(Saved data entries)
[start]

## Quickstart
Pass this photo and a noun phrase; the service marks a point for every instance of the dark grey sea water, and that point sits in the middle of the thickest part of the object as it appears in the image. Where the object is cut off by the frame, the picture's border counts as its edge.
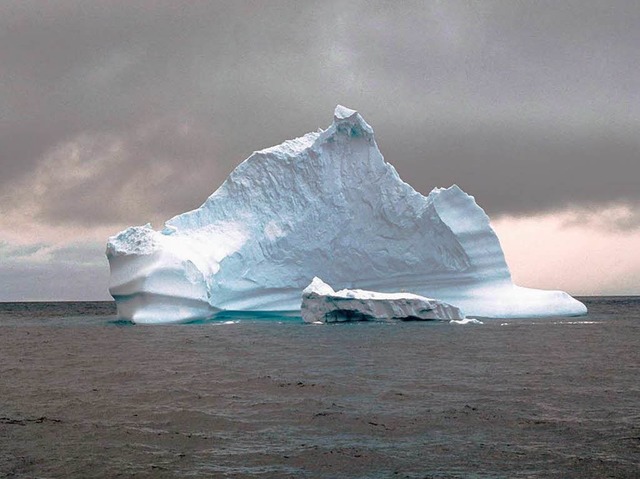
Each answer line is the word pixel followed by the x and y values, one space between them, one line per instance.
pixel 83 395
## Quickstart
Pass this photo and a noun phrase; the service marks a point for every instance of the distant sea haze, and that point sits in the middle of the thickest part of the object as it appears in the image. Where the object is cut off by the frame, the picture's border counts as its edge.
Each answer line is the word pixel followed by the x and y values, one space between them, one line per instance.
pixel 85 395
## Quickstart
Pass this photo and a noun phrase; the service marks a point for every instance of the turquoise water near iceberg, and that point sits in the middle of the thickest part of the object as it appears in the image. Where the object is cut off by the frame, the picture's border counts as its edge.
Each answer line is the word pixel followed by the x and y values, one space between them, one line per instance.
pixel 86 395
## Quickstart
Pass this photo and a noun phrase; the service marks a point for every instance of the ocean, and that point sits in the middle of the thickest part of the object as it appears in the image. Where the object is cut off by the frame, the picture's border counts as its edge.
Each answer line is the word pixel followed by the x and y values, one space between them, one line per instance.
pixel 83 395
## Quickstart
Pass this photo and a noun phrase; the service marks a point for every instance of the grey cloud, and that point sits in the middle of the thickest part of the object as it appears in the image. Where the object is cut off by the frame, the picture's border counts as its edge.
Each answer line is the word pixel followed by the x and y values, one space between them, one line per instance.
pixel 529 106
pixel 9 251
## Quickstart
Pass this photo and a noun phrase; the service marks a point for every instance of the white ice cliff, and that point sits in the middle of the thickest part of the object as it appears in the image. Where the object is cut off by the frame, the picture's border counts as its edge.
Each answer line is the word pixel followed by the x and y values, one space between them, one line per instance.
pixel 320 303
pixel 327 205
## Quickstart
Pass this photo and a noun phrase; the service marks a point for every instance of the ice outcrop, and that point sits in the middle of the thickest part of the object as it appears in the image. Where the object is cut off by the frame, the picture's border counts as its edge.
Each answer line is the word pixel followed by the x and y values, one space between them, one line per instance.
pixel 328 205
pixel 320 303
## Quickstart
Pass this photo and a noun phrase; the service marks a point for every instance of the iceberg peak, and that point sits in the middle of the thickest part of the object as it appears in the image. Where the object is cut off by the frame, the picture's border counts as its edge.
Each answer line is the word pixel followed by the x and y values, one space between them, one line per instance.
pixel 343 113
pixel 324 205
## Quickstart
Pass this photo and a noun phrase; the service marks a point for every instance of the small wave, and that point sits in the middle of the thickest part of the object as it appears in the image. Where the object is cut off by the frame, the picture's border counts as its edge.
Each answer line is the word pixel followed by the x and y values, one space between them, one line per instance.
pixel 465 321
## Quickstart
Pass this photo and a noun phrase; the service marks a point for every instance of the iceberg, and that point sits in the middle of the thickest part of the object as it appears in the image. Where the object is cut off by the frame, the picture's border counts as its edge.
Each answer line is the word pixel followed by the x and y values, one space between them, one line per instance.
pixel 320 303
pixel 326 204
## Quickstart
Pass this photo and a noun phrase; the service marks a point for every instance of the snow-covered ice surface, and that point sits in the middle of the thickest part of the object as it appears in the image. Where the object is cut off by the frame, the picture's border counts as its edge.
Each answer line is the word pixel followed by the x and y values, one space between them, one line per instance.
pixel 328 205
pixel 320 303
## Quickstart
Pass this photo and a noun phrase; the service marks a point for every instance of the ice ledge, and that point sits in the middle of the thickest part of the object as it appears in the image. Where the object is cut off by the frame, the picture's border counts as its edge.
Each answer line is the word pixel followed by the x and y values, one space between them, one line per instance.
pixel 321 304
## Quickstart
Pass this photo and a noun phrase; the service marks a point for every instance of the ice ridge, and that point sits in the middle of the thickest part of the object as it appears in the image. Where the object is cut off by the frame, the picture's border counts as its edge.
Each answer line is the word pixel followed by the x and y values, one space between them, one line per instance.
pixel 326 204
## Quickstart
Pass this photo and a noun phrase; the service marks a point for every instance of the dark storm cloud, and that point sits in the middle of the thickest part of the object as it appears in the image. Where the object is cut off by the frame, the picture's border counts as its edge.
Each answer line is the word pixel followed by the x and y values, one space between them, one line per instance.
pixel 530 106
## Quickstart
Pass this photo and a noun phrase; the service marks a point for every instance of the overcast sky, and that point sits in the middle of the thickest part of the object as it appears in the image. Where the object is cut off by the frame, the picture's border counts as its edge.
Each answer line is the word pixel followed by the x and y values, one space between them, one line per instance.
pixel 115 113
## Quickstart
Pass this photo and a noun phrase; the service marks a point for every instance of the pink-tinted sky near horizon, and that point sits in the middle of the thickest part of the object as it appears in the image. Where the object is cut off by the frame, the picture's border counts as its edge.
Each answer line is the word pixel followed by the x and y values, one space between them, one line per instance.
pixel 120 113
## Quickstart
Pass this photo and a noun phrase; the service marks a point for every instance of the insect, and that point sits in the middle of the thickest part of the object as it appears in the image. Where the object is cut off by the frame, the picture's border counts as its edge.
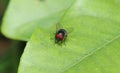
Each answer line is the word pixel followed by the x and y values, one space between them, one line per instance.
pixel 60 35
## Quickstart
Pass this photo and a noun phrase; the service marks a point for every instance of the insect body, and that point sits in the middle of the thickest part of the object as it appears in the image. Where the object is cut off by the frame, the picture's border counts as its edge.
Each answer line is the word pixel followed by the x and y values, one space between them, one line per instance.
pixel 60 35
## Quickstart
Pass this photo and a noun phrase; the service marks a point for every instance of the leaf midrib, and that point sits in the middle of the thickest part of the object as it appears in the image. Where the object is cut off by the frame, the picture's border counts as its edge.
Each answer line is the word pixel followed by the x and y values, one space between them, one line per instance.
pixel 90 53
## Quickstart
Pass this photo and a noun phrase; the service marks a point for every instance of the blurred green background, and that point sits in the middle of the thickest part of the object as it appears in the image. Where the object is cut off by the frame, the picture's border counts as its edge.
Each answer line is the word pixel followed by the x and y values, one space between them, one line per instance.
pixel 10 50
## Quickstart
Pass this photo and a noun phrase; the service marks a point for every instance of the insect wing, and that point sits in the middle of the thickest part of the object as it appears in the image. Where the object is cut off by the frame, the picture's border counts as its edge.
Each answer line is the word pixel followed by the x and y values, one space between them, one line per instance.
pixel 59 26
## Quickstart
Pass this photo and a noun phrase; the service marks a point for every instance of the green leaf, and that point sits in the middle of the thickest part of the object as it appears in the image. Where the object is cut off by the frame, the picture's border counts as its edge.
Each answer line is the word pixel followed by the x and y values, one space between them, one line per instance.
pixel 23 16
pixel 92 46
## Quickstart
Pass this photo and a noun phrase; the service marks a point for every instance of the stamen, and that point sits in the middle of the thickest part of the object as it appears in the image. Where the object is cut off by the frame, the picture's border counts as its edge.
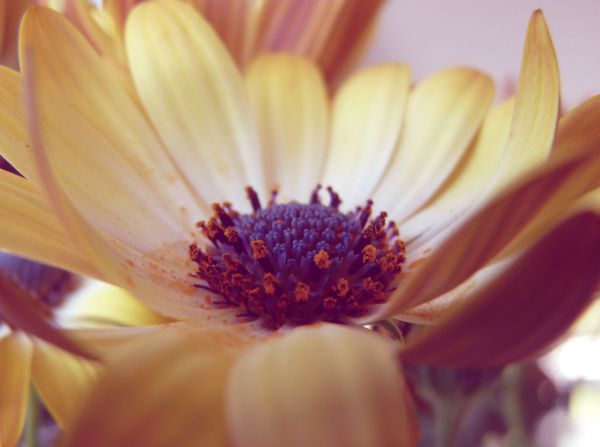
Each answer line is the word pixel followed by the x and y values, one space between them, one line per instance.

[end]
[start]

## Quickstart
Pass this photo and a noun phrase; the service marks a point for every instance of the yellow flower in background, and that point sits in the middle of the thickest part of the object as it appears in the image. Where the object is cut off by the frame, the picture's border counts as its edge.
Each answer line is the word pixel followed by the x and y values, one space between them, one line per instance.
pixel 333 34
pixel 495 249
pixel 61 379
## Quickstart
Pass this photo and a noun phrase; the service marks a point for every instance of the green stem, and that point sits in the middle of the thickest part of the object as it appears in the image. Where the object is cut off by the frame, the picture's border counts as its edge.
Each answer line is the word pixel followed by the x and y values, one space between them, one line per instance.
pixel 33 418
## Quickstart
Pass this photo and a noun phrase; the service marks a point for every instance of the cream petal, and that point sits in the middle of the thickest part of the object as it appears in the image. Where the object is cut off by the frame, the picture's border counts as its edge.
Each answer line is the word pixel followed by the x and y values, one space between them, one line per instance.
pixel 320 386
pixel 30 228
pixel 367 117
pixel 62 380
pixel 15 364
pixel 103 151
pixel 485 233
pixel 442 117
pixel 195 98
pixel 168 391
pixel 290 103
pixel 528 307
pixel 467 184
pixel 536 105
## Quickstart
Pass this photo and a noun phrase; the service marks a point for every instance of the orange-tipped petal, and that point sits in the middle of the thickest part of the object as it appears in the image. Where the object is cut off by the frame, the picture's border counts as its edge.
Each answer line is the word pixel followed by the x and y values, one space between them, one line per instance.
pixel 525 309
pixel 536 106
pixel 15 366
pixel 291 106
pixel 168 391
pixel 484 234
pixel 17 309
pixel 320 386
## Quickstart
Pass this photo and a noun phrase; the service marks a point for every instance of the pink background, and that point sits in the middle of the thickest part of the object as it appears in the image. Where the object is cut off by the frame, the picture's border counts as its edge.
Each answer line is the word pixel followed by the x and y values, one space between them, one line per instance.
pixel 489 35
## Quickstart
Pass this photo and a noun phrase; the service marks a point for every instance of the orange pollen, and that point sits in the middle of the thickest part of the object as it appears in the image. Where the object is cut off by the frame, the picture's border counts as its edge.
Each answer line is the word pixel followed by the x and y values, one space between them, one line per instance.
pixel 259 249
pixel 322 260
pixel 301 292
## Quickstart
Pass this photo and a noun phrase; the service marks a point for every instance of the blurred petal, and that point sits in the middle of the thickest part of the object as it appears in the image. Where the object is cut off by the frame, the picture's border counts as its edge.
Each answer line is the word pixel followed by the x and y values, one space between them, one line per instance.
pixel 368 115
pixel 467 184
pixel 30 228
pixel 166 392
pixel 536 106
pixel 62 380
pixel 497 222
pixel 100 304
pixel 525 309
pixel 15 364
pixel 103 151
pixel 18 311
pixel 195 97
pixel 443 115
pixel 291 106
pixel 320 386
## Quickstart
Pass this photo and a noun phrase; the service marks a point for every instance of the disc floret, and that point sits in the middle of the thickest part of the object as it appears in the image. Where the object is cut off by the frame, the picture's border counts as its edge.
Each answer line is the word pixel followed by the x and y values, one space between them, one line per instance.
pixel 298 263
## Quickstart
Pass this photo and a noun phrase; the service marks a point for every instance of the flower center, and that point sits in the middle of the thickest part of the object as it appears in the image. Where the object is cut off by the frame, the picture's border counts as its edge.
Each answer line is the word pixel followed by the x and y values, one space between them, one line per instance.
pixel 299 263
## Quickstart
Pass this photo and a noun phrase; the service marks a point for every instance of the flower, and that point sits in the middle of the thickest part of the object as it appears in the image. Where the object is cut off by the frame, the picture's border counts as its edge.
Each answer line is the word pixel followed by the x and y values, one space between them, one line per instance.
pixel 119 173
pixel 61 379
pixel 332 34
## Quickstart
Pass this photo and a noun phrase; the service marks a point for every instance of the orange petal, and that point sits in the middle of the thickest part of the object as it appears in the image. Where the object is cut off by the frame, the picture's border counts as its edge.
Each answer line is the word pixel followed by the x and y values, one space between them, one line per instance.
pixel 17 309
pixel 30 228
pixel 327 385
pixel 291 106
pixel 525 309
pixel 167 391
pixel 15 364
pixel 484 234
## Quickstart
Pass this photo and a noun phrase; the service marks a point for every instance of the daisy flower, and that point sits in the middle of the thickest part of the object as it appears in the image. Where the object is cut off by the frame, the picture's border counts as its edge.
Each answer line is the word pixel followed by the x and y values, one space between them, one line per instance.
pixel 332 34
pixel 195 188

[end]
[start]

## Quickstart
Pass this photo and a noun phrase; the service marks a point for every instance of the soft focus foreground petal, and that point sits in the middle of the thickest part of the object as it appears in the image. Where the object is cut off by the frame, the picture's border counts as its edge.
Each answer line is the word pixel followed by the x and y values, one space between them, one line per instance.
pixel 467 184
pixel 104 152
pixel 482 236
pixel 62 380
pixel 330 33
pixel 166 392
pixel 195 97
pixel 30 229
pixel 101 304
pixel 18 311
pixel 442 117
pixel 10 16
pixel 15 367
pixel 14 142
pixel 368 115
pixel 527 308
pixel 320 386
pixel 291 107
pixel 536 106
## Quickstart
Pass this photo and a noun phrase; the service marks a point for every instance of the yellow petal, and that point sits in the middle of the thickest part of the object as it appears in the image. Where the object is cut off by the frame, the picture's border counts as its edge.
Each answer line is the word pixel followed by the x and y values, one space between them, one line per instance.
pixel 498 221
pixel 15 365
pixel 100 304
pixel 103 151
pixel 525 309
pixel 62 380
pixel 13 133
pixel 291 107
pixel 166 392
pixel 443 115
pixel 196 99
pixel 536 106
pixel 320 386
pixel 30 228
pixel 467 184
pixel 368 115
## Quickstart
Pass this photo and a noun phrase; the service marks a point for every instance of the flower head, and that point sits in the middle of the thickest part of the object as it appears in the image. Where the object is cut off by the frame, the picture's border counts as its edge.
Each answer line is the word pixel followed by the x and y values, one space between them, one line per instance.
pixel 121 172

[end]

Required task: Gather every line in the entries above that contains the string "wave", and list each matching line in full.

Expected answer:
Pass this photo and a noun phrase; the service marks a point for every instance of the small wave, and that point sits in the middle of the thickest part of the object as it appears in the image. Where the object is cut off by the frame, the picture's border counts as its edge.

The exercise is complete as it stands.